= Exercise a =
Copy the tremble dance passage from "Honey bee behavior" up to and including "half an hour.".

= Passage shown =
= Tremble dance =

Honey bee behavior

A tremble dance is a dance performed by forager honey bees of the species Apis mellifera to recruit more receiver honey bees to collect the nectar that the workers have brought back to the hive. When a bee performs the dance, she shakes her body, spins, and walks, all at the same time. This can sometimes last half an hour.

==History of discovery==
The tremble dance was first described by Karl von Frisch in the 1920s (who was also first to describe the waggle dance), but no light was shed on its function until 1993 when Wolfgang Kirschner discovered that, when performed, the dance stopped nearby workers from flying to gather more nectar.

==Function==
The tremble dance of the honeybee is used by a forager when it perceives a long delay in unloading its nectar or a shortage of receiver bees, indicating a need to switch worker allocation from foragers to receivers. It may also spread the scent released during the forager's waggle dance. The waggle and tremble dances are likely the two "primary regulation mechanisms" for controlling group behavior in the bee colony, and one of four or five observed mechanisms known to be used by honeybees to change the task allocation among worker bees.

= Material provided =

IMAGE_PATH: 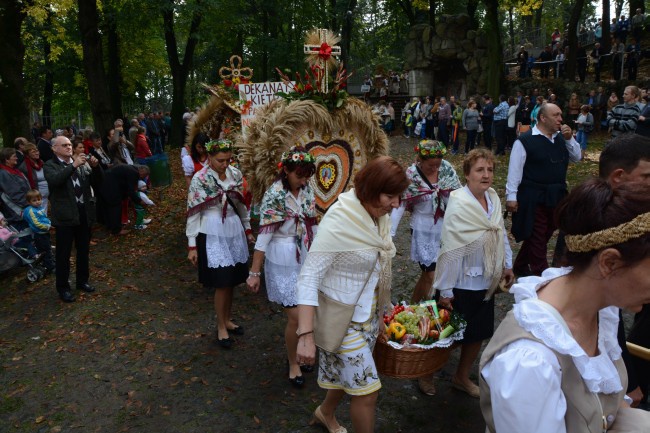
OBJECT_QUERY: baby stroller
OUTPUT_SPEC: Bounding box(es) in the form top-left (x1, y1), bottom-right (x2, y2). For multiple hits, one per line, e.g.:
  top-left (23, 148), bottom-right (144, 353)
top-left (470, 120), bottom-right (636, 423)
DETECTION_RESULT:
top-left (0, 226), bottom-right (46, 283)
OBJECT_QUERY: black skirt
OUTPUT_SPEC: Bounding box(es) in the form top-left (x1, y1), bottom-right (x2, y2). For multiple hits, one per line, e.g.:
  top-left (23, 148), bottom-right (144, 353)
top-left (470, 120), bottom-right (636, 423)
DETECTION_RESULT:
top-left (452, 289), bottom-right (494, 343)
top-left (196, 233), bottom-right (248, 289)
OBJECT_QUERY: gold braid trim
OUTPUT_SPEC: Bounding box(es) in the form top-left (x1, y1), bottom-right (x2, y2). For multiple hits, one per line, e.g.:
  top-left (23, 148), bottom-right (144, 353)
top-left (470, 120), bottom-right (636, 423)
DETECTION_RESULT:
top-left (564, 212), bottom-right (650, 253)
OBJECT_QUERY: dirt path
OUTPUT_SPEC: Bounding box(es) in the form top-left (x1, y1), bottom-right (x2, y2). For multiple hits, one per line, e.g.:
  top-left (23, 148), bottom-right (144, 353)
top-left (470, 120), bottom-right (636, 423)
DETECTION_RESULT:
top-left (0, 138), bottom-right (600, 433)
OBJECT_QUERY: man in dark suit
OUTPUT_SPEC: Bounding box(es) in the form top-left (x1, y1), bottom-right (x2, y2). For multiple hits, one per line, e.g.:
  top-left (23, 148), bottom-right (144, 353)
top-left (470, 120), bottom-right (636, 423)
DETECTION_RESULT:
top-left (44, 136), bottom-right (104, 302)
top-left (36, 125), bottom-right (54, 162)
top-left (98, 164), bottom-right (146, 235)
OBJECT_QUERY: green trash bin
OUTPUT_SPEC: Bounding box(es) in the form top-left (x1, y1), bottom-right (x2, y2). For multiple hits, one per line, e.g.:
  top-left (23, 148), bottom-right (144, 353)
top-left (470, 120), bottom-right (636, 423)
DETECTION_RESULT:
top-left (145, 153), bottom-right (172, 187)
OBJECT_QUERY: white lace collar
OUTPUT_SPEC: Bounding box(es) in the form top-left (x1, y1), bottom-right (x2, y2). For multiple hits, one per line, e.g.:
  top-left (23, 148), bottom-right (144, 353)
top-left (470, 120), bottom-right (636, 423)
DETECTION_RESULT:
top-left (510, 268), bottom-right (623, 394)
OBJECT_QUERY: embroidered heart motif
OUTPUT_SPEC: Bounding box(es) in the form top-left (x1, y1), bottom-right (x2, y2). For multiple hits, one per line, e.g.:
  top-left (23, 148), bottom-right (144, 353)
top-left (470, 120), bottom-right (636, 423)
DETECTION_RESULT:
top-left (305, 138), bottom-right (355, 213)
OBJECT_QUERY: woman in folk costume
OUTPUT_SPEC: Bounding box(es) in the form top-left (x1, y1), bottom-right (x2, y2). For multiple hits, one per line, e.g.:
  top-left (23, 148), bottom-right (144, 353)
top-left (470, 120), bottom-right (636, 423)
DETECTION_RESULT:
top-left (480, 179), bottom-right (650, 433)
top-left (246, 147), bottom-right (317, 388)
top-left (297, 156), bottom-right (409, 433)
top-left (433, 149), bottom-right (514, 398)
top-left (391, 140), bottom-right (462, 302)
top-left (391, 140), bottom-right (462, 395)
top-left (186, 140), bottom-right (255, 348)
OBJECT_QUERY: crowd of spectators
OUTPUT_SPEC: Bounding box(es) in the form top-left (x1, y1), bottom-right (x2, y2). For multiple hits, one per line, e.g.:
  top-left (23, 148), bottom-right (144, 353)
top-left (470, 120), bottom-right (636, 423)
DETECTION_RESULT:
top-left (0, 113), bottom-right (161, 294)
top-left (516, 9), bottom-right (646, 83)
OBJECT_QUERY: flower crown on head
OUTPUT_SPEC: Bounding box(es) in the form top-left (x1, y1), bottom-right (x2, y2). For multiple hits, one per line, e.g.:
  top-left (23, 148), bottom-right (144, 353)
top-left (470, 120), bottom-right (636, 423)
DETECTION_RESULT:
top-left (278, 146), bottom-right (316, 169)
top-left (414, 140), bottom-right (447, 159)
top-left (205, 140), bottom-right (232, 153)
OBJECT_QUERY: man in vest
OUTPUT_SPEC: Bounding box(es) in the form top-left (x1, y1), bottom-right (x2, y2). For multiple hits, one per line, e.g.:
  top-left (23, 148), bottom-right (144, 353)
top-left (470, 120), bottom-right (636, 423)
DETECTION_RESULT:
top-left (506, 103), bottom-right (581, 276)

= Exercise b =
In the records, update the lines from the line with "OBJECT_QUERY: green trash bin" up to and including the line with "top-left (145, 153), bottom-right (172, 187)" by replacing "multiple hits" with "several hits" and leaving everything else unchanged. Return only those lines.

= Full response a =
Honey bee behavior

A tremble dance is a dance performed by forager honey bees of the species Apis mellifera to recruit more receiver honey bees to collect the nectar that the workers have brought back to the hive. When a bee performs the dance, she shakes her body, spins, and walks, all at the same time. This can sometimes last half an hour.

= Full response b =
OBJECT_QUERY: green trash bin
OUTPUT_SPEC: Bounding box(es) in the form top-left (x1, y1), bottom-right (x2, y2). For several hits, one per line, e.g.:
  top-left (23, 148), bottom-right (144, 353)
top-left (470, 120), bottom-right (636, 423)
DETECTION_RESULT:
top-left (145, 153), bottom-right (172, 187)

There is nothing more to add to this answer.